La positività persistente per la sindrome da anticorpi antifosfolipidi (APS) sintomatica è una condizione che richiede un trattamento anticoagulante a lungo termine e pertanto la ricerca di laboratorio è di fondamentale importanza. Dal punto di vista del laboratorio l’APS è caratterizzata dal riscontro di almeno uno dei seguenti criteri: positività per anticorpi antifosfolipidi in fase solida (anti-cardiolipina e/o anti-Beta2-GPI), presenza dell’anticoagulante lupico (LA).

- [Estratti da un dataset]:

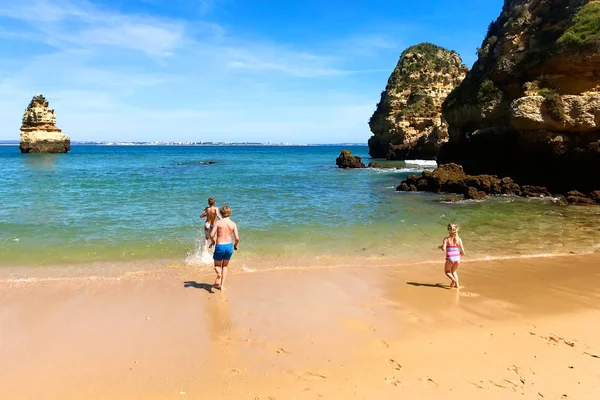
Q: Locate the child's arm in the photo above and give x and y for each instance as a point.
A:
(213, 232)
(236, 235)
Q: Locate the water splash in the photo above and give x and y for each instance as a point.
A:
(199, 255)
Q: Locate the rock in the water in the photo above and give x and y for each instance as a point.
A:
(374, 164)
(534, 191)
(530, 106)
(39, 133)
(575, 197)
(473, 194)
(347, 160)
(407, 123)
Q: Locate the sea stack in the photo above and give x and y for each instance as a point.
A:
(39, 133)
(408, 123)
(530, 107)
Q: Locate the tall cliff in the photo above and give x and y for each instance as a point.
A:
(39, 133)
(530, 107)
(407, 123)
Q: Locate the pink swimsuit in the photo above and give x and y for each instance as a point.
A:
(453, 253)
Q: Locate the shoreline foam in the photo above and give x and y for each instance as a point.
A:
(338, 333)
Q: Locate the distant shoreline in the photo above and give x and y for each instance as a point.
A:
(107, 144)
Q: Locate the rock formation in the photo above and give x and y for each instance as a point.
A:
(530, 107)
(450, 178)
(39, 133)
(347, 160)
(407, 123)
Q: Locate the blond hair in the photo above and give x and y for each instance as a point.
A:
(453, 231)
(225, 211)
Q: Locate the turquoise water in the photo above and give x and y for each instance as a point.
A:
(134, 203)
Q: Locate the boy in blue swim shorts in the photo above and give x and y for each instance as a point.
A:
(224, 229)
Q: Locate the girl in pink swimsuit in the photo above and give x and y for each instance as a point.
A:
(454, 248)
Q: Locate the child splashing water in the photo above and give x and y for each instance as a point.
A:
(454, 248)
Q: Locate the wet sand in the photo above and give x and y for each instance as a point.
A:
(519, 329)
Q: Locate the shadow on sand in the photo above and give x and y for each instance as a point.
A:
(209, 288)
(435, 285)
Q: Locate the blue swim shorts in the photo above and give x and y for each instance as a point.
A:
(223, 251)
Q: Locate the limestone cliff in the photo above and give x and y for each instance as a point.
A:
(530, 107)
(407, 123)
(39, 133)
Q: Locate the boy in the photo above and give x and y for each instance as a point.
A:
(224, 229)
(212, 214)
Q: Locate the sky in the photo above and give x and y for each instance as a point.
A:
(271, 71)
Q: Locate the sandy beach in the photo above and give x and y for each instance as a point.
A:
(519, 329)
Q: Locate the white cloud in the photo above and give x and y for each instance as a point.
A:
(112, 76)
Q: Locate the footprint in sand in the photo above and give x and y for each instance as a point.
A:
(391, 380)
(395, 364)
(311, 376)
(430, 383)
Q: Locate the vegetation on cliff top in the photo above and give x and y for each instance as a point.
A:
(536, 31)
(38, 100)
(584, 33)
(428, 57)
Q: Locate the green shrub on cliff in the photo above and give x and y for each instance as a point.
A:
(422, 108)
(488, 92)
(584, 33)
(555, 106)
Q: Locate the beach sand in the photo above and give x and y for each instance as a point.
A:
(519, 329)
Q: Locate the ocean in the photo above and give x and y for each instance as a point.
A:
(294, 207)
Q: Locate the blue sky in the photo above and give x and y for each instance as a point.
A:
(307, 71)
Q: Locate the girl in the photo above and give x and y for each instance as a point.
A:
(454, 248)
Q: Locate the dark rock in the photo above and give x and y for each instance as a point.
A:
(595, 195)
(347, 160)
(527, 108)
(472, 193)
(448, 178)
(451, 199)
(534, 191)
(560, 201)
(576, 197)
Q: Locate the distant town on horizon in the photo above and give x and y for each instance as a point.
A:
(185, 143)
* * *
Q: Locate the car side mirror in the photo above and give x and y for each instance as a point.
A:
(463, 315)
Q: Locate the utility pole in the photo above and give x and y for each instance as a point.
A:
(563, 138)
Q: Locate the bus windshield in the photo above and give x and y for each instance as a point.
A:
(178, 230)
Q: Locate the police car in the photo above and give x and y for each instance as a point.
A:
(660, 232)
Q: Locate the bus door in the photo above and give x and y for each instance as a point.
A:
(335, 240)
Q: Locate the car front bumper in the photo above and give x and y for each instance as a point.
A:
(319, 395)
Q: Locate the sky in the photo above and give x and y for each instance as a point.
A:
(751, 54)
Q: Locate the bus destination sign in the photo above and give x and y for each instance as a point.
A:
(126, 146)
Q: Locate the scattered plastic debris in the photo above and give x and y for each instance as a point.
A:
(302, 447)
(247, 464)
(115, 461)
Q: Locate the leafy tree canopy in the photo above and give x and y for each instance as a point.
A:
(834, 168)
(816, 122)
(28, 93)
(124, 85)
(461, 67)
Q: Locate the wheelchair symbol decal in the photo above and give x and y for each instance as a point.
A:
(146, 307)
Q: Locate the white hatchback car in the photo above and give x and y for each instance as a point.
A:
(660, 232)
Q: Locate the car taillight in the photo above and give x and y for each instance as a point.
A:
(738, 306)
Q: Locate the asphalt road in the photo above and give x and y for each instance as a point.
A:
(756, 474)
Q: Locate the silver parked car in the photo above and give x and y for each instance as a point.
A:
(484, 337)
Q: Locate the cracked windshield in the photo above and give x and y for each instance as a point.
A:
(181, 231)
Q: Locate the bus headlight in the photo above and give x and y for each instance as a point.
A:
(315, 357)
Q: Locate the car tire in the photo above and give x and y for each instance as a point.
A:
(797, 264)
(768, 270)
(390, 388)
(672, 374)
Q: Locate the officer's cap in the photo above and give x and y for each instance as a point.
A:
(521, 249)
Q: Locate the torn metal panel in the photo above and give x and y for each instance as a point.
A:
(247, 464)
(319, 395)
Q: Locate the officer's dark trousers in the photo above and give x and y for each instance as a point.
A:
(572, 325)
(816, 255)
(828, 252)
--
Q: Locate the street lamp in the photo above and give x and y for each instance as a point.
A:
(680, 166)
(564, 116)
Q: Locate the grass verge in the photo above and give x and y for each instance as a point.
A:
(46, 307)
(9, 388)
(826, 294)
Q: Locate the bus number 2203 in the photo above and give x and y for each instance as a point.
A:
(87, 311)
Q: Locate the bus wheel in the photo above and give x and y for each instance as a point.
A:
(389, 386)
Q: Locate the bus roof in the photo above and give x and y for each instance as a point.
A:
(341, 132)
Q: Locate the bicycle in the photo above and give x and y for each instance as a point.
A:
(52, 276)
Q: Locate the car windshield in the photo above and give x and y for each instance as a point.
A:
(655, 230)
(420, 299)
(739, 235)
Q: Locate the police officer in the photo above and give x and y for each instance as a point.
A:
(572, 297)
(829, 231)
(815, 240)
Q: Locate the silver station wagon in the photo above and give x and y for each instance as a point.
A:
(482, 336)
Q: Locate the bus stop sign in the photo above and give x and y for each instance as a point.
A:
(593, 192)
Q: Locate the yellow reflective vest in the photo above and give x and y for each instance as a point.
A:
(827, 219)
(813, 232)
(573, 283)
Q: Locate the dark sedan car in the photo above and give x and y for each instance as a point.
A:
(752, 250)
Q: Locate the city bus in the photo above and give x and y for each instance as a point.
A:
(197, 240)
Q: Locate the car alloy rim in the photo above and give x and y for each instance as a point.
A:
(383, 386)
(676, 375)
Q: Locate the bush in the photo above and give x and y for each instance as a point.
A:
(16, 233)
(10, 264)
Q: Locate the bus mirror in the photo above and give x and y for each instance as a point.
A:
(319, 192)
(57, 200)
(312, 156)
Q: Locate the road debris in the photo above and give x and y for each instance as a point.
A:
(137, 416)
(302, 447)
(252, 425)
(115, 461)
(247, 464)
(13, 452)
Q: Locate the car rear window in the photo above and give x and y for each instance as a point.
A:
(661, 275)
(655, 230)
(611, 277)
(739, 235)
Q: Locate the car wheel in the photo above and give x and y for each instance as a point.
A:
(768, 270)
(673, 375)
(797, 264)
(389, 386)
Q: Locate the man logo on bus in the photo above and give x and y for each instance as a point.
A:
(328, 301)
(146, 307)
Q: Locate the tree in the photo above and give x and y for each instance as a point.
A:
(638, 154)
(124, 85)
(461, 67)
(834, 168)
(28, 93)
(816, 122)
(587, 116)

- [DOMANDE DI STUDIO]:
a: Trascrivi dal testo di lettura il passo compreso tra "La positività persistente" e "dell’anticoagulante lupico (LA).", estremi inclusi.
b: Secondo il testo di lettura, quale trattamento richiede la positività persistente per l'APS sintomatica?

- [RISPOSTE AI COMPITI]:
a:
La positività persistente per la sindrome da anticorpi antifosfolipidi (APS) sintomatica è una condizione che richiede un trattamento anticoagulante a lungo termine e pertanto la ricerca di laboratorio è di fondamentale importanza. Dal punto di vista del laboratorio l’APS è caratterizzata dal riscontro di almeno uno dei seguenti criteri: positività per anticorpi antifosfolipidi in fase solida (anti-cardiolipina e/o anti-Beta2-GPI), presenza dell’anticoagulante lupico (LA).

b: Un trattamento anticoagulante a lungo termine.